_Written instruction_
Retype the full set of records. Keep every character identical.

[Point annotation records]
====

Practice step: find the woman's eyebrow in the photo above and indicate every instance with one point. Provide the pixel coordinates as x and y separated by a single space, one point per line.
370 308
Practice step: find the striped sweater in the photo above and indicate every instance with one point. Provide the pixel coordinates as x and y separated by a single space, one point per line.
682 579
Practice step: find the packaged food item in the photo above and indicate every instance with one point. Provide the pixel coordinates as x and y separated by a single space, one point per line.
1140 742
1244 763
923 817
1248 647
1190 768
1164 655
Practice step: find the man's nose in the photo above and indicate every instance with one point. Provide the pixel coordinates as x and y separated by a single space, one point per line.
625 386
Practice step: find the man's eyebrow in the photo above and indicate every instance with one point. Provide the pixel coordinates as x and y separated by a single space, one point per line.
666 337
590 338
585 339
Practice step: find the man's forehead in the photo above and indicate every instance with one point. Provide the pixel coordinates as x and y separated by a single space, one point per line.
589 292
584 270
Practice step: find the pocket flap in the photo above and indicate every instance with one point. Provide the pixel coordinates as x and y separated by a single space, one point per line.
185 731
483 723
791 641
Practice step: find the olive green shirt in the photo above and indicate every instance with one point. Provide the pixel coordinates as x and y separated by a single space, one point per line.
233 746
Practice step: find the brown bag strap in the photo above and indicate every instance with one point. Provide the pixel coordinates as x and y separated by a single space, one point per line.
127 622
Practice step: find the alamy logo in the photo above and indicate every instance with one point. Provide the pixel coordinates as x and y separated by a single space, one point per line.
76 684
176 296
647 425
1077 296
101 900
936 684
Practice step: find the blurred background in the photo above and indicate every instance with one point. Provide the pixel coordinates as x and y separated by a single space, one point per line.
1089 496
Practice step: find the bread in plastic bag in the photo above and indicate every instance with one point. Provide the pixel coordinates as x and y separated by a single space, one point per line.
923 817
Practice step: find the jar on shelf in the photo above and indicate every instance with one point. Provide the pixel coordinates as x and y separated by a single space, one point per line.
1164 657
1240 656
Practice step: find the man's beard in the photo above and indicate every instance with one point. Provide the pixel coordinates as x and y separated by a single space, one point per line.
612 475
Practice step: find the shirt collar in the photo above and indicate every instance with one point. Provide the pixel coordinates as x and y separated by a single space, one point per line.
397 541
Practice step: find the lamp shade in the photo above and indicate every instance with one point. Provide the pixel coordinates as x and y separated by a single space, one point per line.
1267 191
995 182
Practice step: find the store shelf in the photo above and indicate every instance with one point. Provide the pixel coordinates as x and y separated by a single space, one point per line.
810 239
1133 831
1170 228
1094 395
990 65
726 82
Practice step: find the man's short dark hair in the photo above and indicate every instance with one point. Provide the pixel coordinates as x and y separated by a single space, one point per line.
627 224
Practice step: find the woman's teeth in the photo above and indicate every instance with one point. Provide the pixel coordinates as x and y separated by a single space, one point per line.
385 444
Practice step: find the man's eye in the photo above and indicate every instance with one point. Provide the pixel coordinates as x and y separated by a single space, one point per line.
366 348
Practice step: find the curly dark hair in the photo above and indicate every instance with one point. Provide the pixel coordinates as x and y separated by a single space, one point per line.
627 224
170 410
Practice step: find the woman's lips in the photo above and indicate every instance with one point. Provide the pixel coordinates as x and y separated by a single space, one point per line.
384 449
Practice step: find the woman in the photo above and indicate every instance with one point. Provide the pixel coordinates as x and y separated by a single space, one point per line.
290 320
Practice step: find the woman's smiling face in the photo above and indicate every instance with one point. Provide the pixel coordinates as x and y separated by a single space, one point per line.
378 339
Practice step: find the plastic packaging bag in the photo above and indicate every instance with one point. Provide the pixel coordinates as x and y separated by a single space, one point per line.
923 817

====

_Full answer_
Practice step: find the woman's eyebrow in the photo above and indicate every instance with one point. Provide the pixel coordinates as x and y separated by a single space, one point per line.
370 308
Practice step: find the striped sweater in the photo above and indicate every instance with one point. Provide the pixel coordinates as x and y separated by a single space, one point per line.
682 579
Practice step: find the packaged food item in the photo above and indicate every instance with one point. Provide the pixel coordinates as x and y separated by a single space, one point per line.
1140 742
1244 763
923 817
1248 647
1190 768
1164 655
Practice step: find the man's nose in the photo above and indicate every instance with one point. Provide the pixel coordinates as x and y separated by a single space, one point per line.
625 386
Practice step: find the man's eyebrow in the photo above and indicate every instance with one point. Provide the pixel coordinates as x and y separated by a single space, one point per line.
666 337
590 338
585 339
Practice step: find the man's forehead in the photo above and indicate every instance with one point. Provide the pixel coordinates as x and y separated by a single space, one point per line.
589 292
584 270
Practice step: find the pocket flap in the photo above and indicate every instance with one point. Provide the pixel coordinates as x and y separated by a single space, one point per line.
185 731
483 723
791 641
Practice step: find the olive green shirt in the photo above and indicate every instance with one point. Provide the pixel coordinates as x and y separated by a single space, one point per line.
233 746
Practice step: find the brown bag strap in the photo above and indicate every instance with one point. Provide the pixel coordinates as x and y separated by a single space, one point per line.
127 622
Practice step: find the alamy logo in the photo above and indicate every instance with one point. Provide the pixel coordinates as x and y separated by a single space, one point per line.
76 684
176 296
647 425
1077 296
101 900
936 684
Practice step: find the blurred background in the photo above and indicate every instance with one point. Provide the pixel coordinates as x and y separated by a single space, one point per line.
1089 496
Practice step: find the bread in plastic bag in the photo above and indicate every instance with one point. Provide the pixel coordinates as x and y separated by a single space, one point per line.
923 817
Practice step: find the jar on shelf in the photo above and indicate every instance with one point. Provide the pixel coordinates as x and y separated by a single space, one point per line.
1164 657
1240 656
Practice step: find the man's beard in the photo above and indicate every instance with one point. Provide the pixel coordinates as x and y separated by a single space, one point per line.
612 475
Practice step: find the shirt collar in the photo above and indicate every instance with one point. Provide the pixel coordinates as x and y separated by a single space, one point per line.
397 541
Practice step: find the lamp shade in the photo above and indicate every instance with one point. Provide the pixel coordinates as x and y separated by a single space, one point per line.
1267 191
995 182
Practice step: find the store shelf in the photo above and indicate every instance with one point. Provide the pixel coordinates as x and y separated by a single space, one point per line.
810 239
1133 831
1170 228
1094 395
990 65
726 82
Practice step: find the man's short dark hair in the photo above and indicate every instance with one point. Provide the pixel coordinates as x and y separated by a single space, one point per line.
627 224
Practice step: find the woman's teeth in the photo above and indicate every instance with one point. Provide the pixel coordinates as x and y separated by a single space, one point per line.
385 444
Practice step: find the man's eye in the photo above and indicate every instance with one point. Provide the pixel coordinates as x and y separated by a single space, one point per line.
366 348
Practice step: find the curly dark hair in the photo above and indicate every instance with one point. Provide the pixel coordinates as x and y separated by a single space, one point per line.
627 224
170 410
Practice step: find the woman's lips in the photo above and indicate every instance with one point. Provide the pixel coordinates as x and y separated by a single space, one point per line.
384 449
Practice step: find the woman in the photo above and indicate every instance with one point. Provide the pixel coordinates as x and y separated by a single space, one point per line.
290 320
Practice step: find the woman's smiling face in the photo above and indicate every instance with one point. Provide the pixel coordinates as x and y separated by a single space, one point per line.
378 339
Practice step: find the plastic packaging bag in the photo above and indicate every instance with one point. Provide the pixel coordinates as x and y separated by a single space, one point per line.
923 817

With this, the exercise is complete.